Problem to solve - Using the data below, copy every line that contains the word "case".

[Point-per-instance localization data]
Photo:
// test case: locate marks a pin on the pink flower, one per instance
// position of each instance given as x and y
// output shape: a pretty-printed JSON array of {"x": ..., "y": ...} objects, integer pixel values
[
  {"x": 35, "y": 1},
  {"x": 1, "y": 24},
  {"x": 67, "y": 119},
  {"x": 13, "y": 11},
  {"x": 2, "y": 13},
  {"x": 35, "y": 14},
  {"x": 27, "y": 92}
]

* * *

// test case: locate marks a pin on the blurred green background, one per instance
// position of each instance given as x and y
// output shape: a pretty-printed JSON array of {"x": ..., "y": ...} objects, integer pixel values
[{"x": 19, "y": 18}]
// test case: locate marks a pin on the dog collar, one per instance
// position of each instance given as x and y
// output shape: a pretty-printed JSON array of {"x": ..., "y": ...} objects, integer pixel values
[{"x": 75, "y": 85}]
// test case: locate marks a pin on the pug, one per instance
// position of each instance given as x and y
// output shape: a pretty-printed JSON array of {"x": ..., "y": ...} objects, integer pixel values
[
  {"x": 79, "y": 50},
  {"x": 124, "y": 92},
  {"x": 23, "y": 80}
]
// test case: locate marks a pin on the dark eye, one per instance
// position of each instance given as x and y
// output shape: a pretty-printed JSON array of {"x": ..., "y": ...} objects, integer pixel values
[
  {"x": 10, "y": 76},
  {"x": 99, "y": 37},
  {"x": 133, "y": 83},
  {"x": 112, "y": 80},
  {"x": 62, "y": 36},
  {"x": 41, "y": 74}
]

Expected answer -
// test case: locate marks a pin on the pink flower, one per instance
// test case: locate marks a pin on the blurred green background, one per instance
// test case: locate marks a pin on the dog collar, one per instance
// test case: locate marks a pin on the pug, one per instance
// test case: locate marks a pin on the dark eye, one per instance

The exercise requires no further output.